Leave out the pictures and retype exactly the lines from the one with "For every instance of the white" through the end of the records.

::: Record extracts

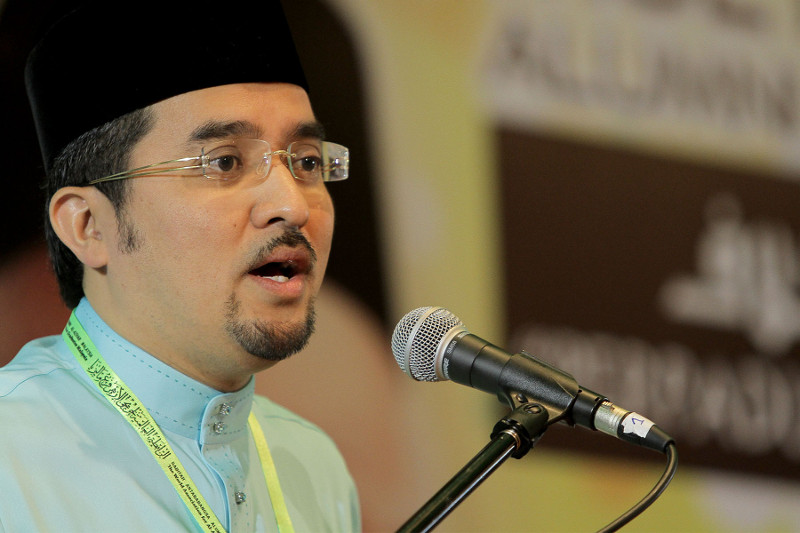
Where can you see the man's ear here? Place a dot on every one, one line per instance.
(80, 218)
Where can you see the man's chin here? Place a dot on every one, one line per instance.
(272, 341)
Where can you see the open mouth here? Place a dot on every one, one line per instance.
(280, 271)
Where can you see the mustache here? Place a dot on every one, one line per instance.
(290, 239)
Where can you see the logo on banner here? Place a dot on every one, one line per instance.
(746, 280)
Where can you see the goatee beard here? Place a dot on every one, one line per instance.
(269, 341)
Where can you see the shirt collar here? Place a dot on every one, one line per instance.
(176, 402)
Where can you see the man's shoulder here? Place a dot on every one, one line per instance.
(34, 366)
(285, 429)
(274, 414)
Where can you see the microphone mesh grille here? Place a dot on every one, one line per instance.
(417, 337)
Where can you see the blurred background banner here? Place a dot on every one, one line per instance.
(648, 162)
(609, 185)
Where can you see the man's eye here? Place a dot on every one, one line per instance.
(226, 163)
(310, 163)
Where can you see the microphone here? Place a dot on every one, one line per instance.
(432, 344)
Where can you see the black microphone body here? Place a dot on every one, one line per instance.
(431, 344)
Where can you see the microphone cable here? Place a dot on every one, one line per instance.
(672, 465)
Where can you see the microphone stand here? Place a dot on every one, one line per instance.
(513, 436)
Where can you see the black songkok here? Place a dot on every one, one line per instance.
(109, 58)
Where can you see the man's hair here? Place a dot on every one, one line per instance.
(103, 151)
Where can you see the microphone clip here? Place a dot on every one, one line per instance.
(525, 424)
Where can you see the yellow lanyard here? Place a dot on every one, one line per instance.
(124, 400)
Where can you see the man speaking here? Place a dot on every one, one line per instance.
(189, 226)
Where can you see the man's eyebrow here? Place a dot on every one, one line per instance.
(214, 129)
(309, 130)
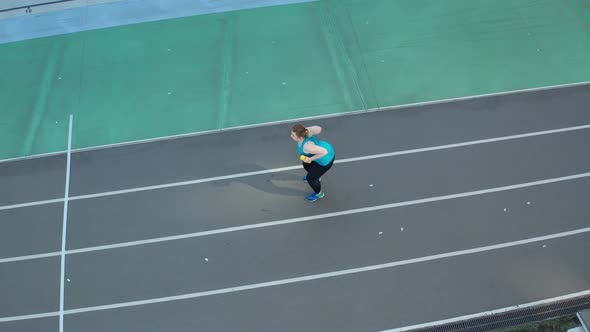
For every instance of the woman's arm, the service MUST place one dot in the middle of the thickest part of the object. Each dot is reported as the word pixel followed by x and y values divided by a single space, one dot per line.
pixel 316 150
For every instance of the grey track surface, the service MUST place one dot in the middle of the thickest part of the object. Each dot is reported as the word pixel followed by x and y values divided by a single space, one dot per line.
pixel 367 301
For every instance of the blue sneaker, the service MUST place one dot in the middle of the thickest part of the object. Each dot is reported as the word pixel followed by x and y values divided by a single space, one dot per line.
pixel 314 197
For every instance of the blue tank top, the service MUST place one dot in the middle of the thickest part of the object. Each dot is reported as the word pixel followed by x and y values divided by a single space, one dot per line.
pixel 325 160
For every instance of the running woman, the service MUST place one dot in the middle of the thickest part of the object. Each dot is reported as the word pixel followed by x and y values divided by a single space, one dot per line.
pixel 319 157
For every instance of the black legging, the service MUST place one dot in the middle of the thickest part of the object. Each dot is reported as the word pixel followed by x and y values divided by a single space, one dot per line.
pixel 315 172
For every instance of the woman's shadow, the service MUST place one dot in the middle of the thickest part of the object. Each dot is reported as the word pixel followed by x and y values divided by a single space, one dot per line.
pixel 286 183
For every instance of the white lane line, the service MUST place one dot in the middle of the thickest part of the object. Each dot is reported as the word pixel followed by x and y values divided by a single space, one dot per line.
pixel 489 313
pixel 303 219
pixel 309 118
pixel 290 168
pixel 64 228
pixel 315 276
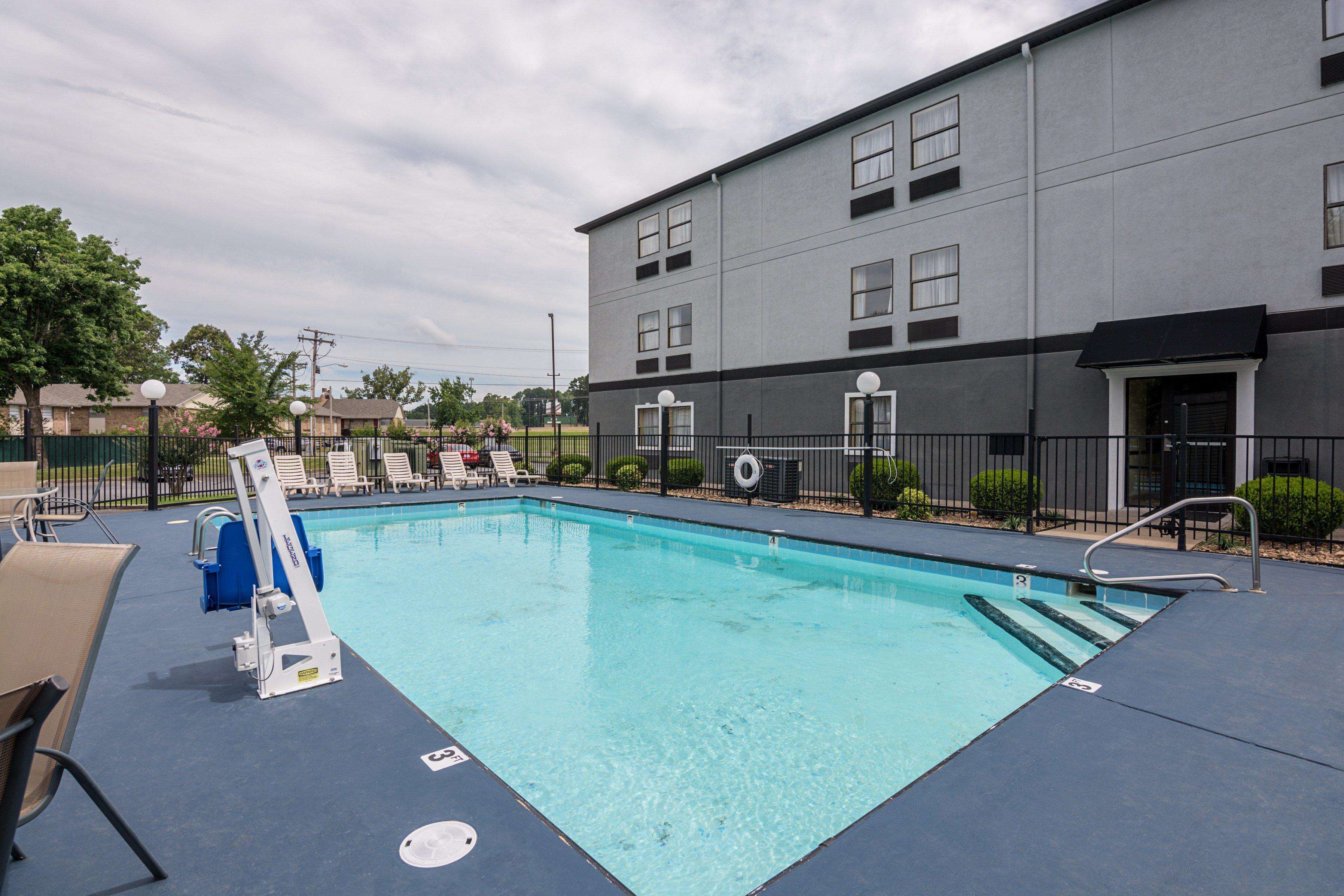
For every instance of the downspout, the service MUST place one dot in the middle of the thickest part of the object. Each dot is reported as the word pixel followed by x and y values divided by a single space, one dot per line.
pixel 1031 228
pixel 719 277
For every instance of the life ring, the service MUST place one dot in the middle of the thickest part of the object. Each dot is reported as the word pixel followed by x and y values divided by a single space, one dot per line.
pixel 744 480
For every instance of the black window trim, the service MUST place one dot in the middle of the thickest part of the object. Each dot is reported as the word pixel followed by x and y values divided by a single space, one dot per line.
pixel 679 326
pixel 854 163
pixel 913 139
pixel 639 250
pixel 925 280
pixel 639 332
pixel 687 225
pixel 893 288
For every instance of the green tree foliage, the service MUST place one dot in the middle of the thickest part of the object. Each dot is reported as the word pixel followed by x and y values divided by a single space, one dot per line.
pixel 68 307
pixel 250 382
pixel 386 382
pixel 197 348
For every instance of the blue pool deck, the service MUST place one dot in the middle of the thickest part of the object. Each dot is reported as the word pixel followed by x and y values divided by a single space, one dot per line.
pixel 1210 761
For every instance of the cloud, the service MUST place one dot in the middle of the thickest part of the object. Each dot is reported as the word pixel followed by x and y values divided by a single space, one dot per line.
pixel 371 168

::::::

Result of this exercise:
For every instance of the white lane line, the service MUST place one dot in the middle of the thickest part of the object. Each dot is reported as the word pixel followed by x and y values divided by a single space, one dot per line.
pixel 489 313
pixel 303 219
pixel 309 118
pixel 290 168
pixel 64 228
pixel 315 276
For every instance of the downspout, the service MUST place one dot in the middle of the thickest part of the object. Each dot is reported as the word pixel followed by x and y values divided by a single space, one dot per line.
pixel 1031 228
pixel 719 277
For every instance of the life ring, the service MUST place one dot in the middle of the thickest part of the object. Each dot is reported as the word pixel followed by x and y values divided by a single space, one dot per line.
pixel 744 480
For every instance of the black window trim, the service MUST place one dot in the middle of the thickest part of the object. Each dot is reported as the word pixel followed by x and y values divided by a single space, one dot per line.
pixel 679 326
pixel 854 163
pixel 913 139
pixel 639 250
pixel 925 280
pixel 639 332
pixel 687 225
pixel 893 288
For every instance of the green tree foliage, the service MUST place one dot in the middle of the thickest part of the object. Each dot is reported as the word pixel followed by x and y values divided by a single space, one dot per line.
pixel 68 307
pixel 250 382
pixel 386 382
pixel 197 348
For every instance of the blue pool deck, the service MUST place one dot in the middle of the thickest part of the object. Each dot is reported as the word pixel followed by x and y values divided by a single space, one dot per line.
pixel 1210 761
For every instance of the cloud, the service MUST place one dot in the middle of the thickest part of the object. Each dot is reported as the word pixel followed by x and y values divided by a single space, one dot per line.
pixel 371 168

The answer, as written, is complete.